Guerrero, agua, poder y territorio: luces y sombras de la nueva Ley

Celestino Cesáreo Guzmán

La aprobación, hace unos días, de la nueva Ley de Aguas en el Congreso de la Unión marca uno de los cambios institucionales más profundos en la gestión hídrica del país en las últimas décadas. No es una reforma menor: redefine quién decide, cómo se asigna el recurso y bajo qué criterios se sanciona su uso. Como toda transformación estructural, tiene argumentos a favor y riesgos evidentes. Analizarla con serenidad es indispensable, sobre todo para estados como Guerrero, donde el agua no es un activo económico, sino un factor de supervivencia.

img_2318 Guerrero, agua, poder y territorio: luces y sombras de la nueva Ley

Nuestro estado nunca ha tenido una relación sencilla con el vital líquido. No por exceso, sino por carencia histórica de infraestructura, planeación y acompañamiento institucional.

Con la reforma agraria, el campesino recibió tierra, pero no recibió riego. Mientras el norte del país consolidaba distritos hidráulicos y tecnificación agrícola, Guerrero quedó anclado a la agricultura de temporal. Esa herencia explica, en buena medida, su pobreza rural, su vulnerabilidad climática y su dependencia de la lluvia.

En este contexto debe analizarse la nueva Ley de Aguas aprobada por el Legislativo federal: no como una discusión abstracta, sino como una decisión que impacta a Guerrero, donde más del 90 % de la superficie agrícola depende del temporal, sólo existen dos distritos de riego y donde la mayor parte del territorio es ejidal o comunal.

Recuperar la rectoría del Estado y ordenar el uso del recurso es una necesidad real frente a la crisis hídrica, la sobreexplotación de acuíferos y el cambio climático.

Desde una lógica nacional, centralizar información y fortalecer la capacidad de decisión federal puede evitar abusos y permitir una planeación más integral.

De ahí que sea razonable que se endurezcan sanciones contra prácticas claramente ilegales y que se reconozca la seguridad hídrica como un asunto estratégico.

Hemos padecido los efectos de la falta de regulación cuando los ríos se contaminan, los cauces se alteran o el agua se utiliza sin control, afectando a comunidades.

La nueva Ley de Aguas parte de un diagnóstico correcto: el sistema de concesiones estaba agotado; su manejo fue opaco, con discrecionalidad, corrupción y acaparamiento en varias regiones del país. Recuperar la rectoría del Estado y ordenar el uso del recurso es una necesidad real frente a la crisis hídrica, la sobreexplotación de acuíferos y el cambio climático.

────

OBJETIVO
Transcribe sin cambios el fragmento del texto fuente sobre la nueva Ley de Aguas que va desde "En este contexto" hasta "ejidal o comunal.". Las líneas no tienen ningún papel en esta actividad.

MATERIAL PROPORCIONADO
────

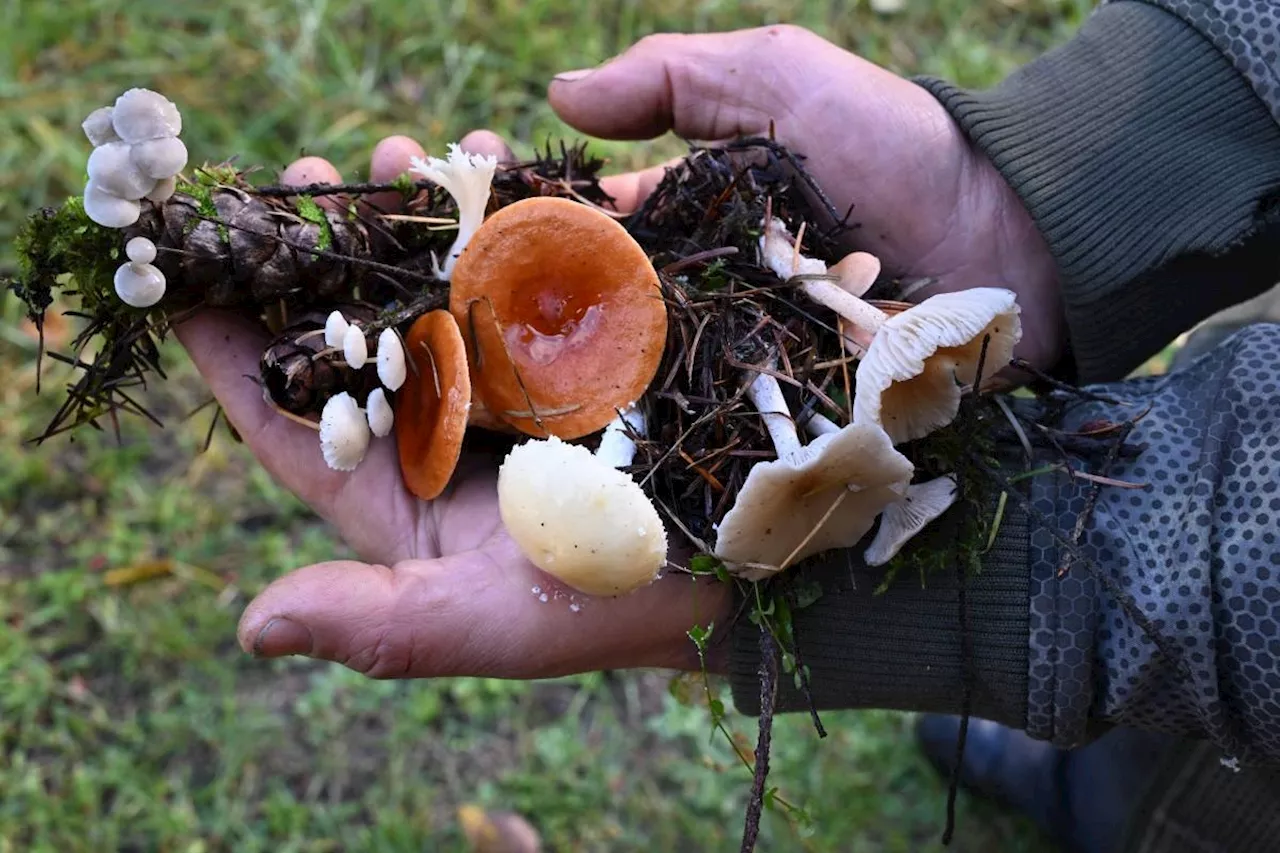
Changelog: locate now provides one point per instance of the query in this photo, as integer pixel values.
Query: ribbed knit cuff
(903, 649)
(1137, 147)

────

SOLUCIÓN DEL EJERCICIO
En este contexto debe analizarse la nueva Ley de Aguas aprobada por el Legislativo federal: no como una discusión abstracta, sino como una decisión que impacta a Guerrero, donde más del 90 % de la superficie agrícola depende del temporal, sólo existen dos distritos de riego y donde la mayor parte del territorio es ejidal o comunal.